#### SOURCE DOCUMENT
In assessing the influence of alloys, the authors of [19] concluded their work with a recommendation for steels operating in environments containing water vapor, namely, to replace part of the molybdenum with tungsten as a carbide-forming element to maintain creep strength. According to the authors, tungsten does not have a negative effect on the oxidation behavior of steels, manganese can help slow the rate of evaporation of chromium-containing volatile hydroxyl compounds, and silicon has a beneficial effect on slowing the rate of chromium depletion in the subsurface steel zone. This is how the prolongation of time to oxide breakaway is achieved. As reported by the authors of [20], apart from the decreasing oxide thickness, the most significant change in W alloying was the increased proportion of secondary phase at the oxide/matrix interface and also in the matrix.
The aim of this paper was to assess the influence of alloys and precipitating secondary phases on the high-temperature oxidation processes of 9Cr MarBN steel in humid environments. The aim was to describe their role in the mechanism of changes in the structure of the forming oxide layer, at the oxide/matrix interface, and in the matrix under the oxide layer during and after oxidation in a mixed atmosphere of air + 10% H2O(g). The paper also aims to assess their influence on the resistance of 9Cr steels to high-temperature oxidation.

2. Materials and Methods

2.1. Material

First, 9Cr3W3CoVNbBN MarBN high-strength steel (Martensitic 9Cr steel strengthened by Boron and MX Nitrides) was selected as the experimental material. This steel contains boron and nitrogen, intended to precipitate fine particles of different types with a hardening and stabilizing effect on the martensitic matrix. The steel chemical composition is provided in Table 1.
########
### WHAT IS REQUIRED
Decide whether each statement agrees with the steel oxidation excerpt, answering yes or no and quoting the deciding words: (a) The authors of [19] recommended replacing part of the tungsten with molybdenum. (b) Oxidation took place in a mixed atmosphere of air and 10% water vapor. (c) The selected experimental steel contains boron and nitrogen.
#### RECORDS
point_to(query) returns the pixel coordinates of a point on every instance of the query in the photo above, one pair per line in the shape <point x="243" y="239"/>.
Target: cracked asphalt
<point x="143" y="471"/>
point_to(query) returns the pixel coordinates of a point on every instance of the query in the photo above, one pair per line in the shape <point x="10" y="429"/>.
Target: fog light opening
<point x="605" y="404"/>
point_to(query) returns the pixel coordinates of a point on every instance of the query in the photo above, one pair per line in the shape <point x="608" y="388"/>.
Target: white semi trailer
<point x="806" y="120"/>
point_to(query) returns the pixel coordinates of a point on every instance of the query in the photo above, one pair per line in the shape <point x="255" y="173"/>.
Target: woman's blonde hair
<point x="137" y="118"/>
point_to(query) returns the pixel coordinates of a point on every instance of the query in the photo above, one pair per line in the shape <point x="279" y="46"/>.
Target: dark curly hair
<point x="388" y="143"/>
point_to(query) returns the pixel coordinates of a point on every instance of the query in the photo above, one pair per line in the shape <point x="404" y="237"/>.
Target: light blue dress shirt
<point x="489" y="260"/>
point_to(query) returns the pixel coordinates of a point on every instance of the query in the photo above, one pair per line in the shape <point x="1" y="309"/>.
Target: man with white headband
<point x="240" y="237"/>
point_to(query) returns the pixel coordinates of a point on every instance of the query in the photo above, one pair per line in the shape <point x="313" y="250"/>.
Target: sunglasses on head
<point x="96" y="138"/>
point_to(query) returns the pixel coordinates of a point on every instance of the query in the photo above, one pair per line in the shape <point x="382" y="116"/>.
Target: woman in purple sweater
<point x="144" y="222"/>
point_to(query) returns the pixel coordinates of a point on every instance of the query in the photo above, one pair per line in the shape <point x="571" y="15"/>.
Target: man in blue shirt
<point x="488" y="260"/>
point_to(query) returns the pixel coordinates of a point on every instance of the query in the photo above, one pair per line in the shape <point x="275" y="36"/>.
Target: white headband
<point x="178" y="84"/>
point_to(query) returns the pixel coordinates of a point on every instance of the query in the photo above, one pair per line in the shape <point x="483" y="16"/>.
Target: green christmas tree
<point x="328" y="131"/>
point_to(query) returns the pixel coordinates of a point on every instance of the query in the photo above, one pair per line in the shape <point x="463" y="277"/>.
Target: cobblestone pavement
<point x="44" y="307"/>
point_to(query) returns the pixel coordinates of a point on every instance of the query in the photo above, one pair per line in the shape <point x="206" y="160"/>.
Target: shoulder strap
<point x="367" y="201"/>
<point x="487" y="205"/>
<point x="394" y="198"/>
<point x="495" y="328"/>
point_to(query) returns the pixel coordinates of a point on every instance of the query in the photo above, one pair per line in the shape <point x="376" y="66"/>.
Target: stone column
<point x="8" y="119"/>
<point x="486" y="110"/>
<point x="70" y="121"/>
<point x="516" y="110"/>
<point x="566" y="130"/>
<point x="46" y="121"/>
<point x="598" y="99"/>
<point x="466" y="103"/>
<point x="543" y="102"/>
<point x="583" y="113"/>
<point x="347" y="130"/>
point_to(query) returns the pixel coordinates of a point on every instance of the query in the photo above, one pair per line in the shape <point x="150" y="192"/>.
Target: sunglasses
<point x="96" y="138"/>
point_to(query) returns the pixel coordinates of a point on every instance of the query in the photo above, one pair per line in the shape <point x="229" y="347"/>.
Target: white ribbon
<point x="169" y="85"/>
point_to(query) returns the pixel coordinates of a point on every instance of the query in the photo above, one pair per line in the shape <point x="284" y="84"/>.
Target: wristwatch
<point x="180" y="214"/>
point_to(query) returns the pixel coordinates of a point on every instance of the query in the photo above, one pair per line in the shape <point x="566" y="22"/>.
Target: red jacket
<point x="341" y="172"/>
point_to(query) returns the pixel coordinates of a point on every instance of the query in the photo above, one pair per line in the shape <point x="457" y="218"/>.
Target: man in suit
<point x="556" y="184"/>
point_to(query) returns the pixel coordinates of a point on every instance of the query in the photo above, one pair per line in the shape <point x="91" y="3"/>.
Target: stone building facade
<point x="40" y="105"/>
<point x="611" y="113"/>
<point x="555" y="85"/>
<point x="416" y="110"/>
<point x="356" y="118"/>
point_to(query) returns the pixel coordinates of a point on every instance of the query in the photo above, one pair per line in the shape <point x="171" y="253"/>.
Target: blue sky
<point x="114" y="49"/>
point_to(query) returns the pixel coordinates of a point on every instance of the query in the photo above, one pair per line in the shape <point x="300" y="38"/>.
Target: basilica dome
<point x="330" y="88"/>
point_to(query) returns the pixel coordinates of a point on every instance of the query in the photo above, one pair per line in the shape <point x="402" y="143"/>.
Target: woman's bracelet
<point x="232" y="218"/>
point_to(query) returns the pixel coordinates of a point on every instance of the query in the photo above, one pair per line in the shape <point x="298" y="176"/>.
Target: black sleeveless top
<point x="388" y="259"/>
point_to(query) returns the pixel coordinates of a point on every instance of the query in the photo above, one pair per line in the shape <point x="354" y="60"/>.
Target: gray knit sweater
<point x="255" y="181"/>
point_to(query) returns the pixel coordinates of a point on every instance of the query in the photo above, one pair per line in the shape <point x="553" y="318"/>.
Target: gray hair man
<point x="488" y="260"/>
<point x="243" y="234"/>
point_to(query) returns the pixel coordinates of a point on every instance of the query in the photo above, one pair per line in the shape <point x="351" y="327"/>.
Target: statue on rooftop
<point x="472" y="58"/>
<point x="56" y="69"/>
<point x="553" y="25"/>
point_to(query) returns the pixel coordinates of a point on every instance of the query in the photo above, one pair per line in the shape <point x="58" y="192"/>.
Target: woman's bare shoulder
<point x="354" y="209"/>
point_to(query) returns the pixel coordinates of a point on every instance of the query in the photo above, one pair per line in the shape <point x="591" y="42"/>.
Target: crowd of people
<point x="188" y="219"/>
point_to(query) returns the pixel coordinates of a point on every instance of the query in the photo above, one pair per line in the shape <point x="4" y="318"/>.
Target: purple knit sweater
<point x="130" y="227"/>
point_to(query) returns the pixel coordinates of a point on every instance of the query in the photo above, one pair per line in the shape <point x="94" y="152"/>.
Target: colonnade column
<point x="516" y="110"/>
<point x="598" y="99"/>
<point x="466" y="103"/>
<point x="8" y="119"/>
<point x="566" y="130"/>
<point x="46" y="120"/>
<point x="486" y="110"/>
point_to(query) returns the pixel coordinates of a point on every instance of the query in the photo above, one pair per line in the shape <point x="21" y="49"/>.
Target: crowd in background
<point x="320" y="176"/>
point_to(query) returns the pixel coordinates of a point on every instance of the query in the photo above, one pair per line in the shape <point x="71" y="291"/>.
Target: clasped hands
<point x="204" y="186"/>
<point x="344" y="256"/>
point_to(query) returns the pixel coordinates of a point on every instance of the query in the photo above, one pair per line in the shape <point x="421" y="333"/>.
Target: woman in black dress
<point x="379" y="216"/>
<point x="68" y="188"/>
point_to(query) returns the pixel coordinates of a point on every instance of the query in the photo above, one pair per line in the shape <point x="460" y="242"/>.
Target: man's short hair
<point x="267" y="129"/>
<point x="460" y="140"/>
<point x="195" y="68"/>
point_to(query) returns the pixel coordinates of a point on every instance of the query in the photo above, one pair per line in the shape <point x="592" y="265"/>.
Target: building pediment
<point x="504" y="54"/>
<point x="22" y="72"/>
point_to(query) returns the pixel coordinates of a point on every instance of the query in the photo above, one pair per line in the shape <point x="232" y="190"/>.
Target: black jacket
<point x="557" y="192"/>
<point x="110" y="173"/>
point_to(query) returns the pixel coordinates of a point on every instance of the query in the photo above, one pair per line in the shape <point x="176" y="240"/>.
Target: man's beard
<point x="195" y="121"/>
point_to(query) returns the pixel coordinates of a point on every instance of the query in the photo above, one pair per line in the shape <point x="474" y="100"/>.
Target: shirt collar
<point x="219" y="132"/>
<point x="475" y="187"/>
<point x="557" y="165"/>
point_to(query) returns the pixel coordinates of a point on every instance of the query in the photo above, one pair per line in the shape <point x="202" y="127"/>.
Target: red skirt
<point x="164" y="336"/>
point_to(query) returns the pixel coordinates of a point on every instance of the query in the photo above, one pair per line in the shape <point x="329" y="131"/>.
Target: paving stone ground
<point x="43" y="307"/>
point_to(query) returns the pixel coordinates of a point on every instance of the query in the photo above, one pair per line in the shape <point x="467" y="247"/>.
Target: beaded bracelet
########
### ANSWER TO THIS TASK
(a) No: "to replace part of the molybdenum with tungsten as a carbide-forming element to maintain creep strength"
(b) Yes: "in a mixed atmosphere of air + 10% H2O(g)"
(c) Yes: "This steel contains boron and nitrogen"